→ REQUIREMENTS: Gather every line in the rows below that contains the word "background". Case counts when matching.

═══ TASK INPUTS

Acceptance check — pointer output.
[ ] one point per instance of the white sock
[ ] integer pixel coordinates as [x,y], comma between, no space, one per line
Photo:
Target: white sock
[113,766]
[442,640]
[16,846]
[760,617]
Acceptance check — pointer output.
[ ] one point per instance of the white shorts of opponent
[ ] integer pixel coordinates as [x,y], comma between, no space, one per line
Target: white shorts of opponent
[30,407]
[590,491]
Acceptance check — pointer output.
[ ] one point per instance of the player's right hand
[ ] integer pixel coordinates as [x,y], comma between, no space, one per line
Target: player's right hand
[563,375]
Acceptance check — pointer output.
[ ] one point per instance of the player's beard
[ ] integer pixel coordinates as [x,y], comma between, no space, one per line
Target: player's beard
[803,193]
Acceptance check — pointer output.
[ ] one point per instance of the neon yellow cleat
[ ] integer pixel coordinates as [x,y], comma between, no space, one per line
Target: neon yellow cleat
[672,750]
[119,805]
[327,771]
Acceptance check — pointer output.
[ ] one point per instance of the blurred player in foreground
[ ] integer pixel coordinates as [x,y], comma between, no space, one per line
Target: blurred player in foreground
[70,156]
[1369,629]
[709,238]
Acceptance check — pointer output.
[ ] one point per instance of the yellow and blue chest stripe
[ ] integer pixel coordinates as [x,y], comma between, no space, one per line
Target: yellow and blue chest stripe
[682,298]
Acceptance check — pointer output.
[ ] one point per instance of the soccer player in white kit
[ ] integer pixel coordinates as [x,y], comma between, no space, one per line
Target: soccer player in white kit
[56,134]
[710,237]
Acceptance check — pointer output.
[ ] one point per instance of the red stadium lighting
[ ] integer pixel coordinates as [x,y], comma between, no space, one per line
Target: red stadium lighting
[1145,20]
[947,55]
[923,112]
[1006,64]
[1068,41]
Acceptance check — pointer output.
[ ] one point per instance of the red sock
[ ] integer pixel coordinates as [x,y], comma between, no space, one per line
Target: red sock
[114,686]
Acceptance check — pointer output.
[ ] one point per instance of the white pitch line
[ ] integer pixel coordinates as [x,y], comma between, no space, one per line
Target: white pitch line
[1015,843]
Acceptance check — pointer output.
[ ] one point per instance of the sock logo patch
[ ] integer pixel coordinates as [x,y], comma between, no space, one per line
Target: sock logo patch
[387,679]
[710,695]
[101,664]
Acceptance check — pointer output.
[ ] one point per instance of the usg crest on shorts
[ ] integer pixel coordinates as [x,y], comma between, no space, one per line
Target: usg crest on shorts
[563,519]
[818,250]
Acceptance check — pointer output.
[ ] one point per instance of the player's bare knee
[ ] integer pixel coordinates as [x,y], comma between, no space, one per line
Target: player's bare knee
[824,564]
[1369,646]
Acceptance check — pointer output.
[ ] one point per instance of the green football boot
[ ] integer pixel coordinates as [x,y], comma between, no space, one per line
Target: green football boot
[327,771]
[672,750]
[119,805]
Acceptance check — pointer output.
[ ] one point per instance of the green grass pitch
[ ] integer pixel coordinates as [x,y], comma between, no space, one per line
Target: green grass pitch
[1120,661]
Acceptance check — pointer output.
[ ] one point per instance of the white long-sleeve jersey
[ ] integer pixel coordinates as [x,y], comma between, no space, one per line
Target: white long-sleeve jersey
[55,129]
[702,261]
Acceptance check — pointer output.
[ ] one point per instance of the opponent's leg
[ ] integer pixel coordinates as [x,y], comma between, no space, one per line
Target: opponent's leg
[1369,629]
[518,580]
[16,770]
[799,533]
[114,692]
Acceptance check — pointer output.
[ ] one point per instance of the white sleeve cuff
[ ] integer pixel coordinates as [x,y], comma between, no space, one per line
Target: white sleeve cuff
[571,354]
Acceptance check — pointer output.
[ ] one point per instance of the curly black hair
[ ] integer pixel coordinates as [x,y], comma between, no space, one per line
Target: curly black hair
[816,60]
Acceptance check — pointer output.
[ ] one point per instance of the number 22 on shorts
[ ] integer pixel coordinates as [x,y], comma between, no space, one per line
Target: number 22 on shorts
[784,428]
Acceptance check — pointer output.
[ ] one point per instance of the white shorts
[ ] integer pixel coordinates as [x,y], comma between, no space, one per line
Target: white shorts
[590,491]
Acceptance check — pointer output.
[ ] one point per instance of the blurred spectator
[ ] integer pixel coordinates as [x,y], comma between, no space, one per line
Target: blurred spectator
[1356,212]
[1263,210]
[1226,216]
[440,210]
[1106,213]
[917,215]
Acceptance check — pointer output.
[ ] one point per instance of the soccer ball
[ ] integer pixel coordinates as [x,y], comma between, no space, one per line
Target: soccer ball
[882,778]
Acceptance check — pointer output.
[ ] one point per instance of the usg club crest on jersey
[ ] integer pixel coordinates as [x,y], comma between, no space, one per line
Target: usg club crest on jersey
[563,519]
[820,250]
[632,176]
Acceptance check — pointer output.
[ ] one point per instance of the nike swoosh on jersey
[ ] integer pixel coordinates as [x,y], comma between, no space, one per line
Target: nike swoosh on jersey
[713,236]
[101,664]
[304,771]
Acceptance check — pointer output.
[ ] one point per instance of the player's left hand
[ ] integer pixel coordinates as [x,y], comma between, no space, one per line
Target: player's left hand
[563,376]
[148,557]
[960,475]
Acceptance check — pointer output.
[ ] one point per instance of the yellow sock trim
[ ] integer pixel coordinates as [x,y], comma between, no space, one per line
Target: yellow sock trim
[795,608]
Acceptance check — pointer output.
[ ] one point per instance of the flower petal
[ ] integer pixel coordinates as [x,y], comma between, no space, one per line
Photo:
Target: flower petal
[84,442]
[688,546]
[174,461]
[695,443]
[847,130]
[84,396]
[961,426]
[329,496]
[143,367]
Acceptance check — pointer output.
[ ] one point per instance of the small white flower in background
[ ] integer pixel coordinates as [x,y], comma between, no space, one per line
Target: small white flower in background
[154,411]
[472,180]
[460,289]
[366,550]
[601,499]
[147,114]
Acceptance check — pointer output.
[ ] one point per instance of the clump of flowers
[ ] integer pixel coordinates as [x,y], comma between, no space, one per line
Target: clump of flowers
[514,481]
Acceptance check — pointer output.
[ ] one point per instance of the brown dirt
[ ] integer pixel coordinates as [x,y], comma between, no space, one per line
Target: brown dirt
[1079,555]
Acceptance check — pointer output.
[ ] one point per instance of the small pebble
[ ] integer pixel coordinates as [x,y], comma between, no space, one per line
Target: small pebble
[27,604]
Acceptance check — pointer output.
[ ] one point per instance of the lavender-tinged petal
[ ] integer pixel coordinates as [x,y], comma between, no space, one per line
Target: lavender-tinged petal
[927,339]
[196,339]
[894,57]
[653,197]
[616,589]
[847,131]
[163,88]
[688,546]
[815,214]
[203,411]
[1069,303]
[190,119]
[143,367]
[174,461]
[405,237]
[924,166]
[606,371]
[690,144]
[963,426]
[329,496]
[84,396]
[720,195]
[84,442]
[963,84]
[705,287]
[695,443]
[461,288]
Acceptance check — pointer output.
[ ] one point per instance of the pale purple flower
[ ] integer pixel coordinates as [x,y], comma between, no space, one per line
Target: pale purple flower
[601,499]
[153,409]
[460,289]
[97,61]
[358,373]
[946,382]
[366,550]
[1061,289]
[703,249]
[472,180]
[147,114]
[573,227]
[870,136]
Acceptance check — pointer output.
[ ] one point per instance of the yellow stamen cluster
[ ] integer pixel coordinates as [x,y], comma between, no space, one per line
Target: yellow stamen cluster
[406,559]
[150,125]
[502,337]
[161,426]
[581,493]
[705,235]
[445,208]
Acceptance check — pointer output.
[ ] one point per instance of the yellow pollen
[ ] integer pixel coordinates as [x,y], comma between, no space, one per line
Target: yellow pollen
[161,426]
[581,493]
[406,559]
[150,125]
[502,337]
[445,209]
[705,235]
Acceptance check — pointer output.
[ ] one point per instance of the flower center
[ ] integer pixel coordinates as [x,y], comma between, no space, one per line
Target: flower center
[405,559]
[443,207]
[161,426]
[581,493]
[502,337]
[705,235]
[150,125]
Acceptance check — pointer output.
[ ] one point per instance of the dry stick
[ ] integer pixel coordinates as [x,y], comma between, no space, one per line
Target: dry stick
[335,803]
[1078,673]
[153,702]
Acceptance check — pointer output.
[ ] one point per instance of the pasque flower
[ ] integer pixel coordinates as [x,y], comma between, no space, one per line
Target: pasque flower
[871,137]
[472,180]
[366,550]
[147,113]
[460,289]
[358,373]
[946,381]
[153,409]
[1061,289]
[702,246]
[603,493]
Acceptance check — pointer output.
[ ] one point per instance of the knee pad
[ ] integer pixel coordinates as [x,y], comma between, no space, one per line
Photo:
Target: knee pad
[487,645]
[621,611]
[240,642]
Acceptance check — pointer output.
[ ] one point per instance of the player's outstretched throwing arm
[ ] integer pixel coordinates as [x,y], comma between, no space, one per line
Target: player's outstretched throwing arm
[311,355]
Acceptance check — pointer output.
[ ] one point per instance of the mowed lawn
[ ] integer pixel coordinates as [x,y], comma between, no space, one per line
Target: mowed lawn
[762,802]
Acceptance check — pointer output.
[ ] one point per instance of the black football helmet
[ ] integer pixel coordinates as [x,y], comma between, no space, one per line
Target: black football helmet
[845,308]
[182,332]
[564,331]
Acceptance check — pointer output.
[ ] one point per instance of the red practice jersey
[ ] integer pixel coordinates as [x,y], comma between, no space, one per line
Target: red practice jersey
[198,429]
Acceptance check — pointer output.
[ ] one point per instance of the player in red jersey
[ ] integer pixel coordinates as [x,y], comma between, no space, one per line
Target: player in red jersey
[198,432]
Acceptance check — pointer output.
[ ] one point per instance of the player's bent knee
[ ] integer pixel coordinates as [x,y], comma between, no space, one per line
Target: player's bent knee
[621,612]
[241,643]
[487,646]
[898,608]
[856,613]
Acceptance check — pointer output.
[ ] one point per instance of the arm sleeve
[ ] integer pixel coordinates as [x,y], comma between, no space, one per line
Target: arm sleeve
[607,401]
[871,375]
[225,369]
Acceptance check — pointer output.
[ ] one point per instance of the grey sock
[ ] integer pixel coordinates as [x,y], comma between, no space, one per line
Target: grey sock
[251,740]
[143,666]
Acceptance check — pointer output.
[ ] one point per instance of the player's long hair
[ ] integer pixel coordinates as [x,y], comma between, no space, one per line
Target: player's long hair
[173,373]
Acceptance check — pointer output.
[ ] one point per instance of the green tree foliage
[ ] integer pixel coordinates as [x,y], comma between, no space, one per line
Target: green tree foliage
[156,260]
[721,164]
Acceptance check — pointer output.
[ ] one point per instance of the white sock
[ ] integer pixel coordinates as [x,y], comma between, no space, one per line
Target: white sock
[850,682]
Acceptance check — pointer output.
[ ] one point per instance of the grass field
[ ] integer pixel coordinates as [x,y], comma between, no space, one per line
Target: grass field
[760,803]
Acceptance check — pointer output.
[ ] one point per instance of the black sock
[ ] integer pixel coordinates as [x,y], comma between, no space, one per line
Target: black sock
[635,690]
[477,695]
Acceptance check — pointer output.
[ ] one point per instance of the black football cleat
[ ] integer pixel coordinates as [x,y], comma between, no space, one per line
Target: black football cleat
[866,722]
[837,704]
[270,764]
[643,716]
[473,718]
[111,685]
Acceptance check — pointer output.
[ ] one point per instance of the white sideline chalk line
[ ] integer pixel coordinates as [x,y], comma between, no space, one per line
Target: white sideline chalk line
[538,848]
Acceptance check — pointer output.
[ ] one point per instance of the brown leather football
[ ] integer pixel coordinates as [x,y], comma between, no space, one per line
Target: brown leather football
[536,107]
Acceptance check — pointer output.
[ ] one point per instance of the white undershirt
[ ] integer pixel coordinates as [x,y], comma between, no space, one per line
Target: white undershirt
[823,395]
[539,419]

══════

→ PROBLEM SOLUTION:
[ ] one point per instance of the small white flower in background
Target: small white flower in background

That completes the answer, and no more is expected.